* CHECK YOUR UNDERSTANDING:
(A) Answer these questions from the text on arranging furniture:
(i) What is the title of the library book the writer checked out?
(ii) Which program does the writer like for drawing the floor plan and furniture to scale?
(iii) Where did the writer decide to try putting the antique couch?
(B) Carry on the advice about arranging furniture past its last sentence, keeping the writer's casual voice.

* EXTRACT:
A while back, I checked out a book from the library called The Megan Method. The book is really about design, but a lot of her worksheets and advice can be useful in knowing where to start in deciding what to "do with" a space.

I do think you need to plan things on paper somewhat before you tackle the physical. This will help you figure out what you will be able to use and what you can get rid

I highly recommend the book for inspiring useful brainstorming, but for starters I would list the things you want to do and "feel" in you home. Then, I would go room by room listing the things you want that space particularly. Are there any gaps? Is there something that could double up?

Also, I would take precise measurements of your floor plan and precise measurements of your furniture and draw it all out to scale (I like Publisher for this, but the old fashioned way works, too). You can then rearrange your furniture, trying out new arrangements before actually moving furniture. This will also allow you to look at the space without certain pieces.

In your case, with sentimental furniture, I would try to "rank" my furniture so that I could figure out what I could bear to part with.

Also, think about how you can repurpose items in unconventional ways. Can you get a cushion for a couple of those chests pushed together to make a bench or window seat? Maybe you like the chest for storage but could bear to part with your end tables or coffee tables and use the chests for that instead? Replace the piano bench?

I'm sentimental about the antique couch that dh and I bought when we were first married. Half the fabric is torn off revealing the original after years of abuse and the intention to reupholster it. It was driving me nuts trying to fit it into the living room, and then I suddenly decided I could try putting it at the dining room table. It is too short and still desperately needs to be rebuilt, but the living room is SO MUCH better, and I'm considering adding taller legs and finding a way to make it dining room friendly so it can be a bench at the table (I've been wanting a bench there, lol). Settees are fashionable in dining rooms right now

So, maybe you can rethink some sentimental pieces in a similar way? Can some taller pieces be turned or even floated in the middle of a room to act as room dividers like Jenn described, shielding some things for view or helping to create a cozy nook or two?

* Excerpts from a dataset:
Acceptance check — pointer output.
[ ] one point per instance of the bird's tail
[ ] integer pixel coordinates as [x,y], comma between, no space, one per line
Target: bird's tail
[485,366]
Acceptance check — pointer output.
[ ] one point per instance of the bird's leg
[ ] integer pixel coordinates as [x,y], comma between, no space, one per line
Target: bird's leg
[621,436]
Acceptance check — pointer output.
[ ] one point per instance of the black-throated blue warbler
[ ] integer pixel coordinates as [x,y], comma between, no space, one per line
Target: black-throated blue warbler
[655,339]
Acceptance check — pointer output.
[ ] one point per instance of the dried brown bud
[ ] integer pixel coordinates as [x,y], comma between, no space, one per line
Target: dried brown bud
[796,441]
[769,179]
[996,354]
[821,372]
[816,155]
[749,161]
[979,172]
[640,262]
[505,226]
* * *
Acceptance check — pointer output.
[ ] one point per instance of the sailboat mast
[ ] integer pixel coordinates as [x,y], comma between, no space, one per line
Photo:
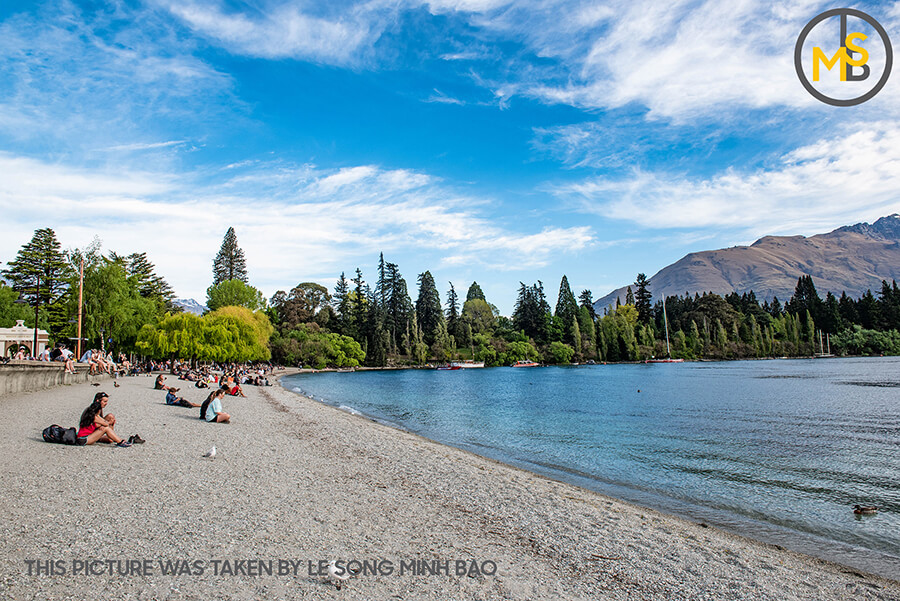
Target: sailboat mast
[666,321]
--
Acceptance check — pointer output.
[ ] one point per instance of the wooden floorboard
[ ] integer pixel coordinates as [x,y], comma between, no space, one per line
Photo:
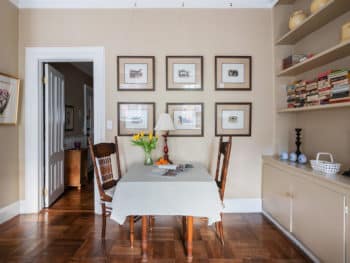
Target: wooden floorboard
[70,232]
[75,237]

* RESULTS:
(A)
(i) The Megan Method
(ii) Publisher
(iii) At the dining room table

(B)
But, really, I do think you need to begin with what you want to do in the space, brainstorm about what you will need to do it there, and then go shopping in your home for what you will need to do it. Small space organizing books can be helpful, but many of them are focused on architectural and design elements (like roll out pantries and built in hidden storage). I lived in a very small house and now live in a modest one, and I like Sarah Susankah's Not So Big House books. She is an architect, but I think reading her stuff was helpful for wrapping my mind about how we live in spaces and how to use smaller ones.

Also, you might consider Peter Walsh's book, I t's All Too Much. It is about decluttering, but he has exercises for helping you think through how you want to live (and how maintaining too much stuff might be preventing the life you want), much in the same way Megan does in the first book I mentioned. It may sound silly, but I do find that having concrete ideas on paper for all those feelings about my home and the life I want to visualize for our family, it allows me to be much more pragmatic and less overwhelmed feeling about the logistics.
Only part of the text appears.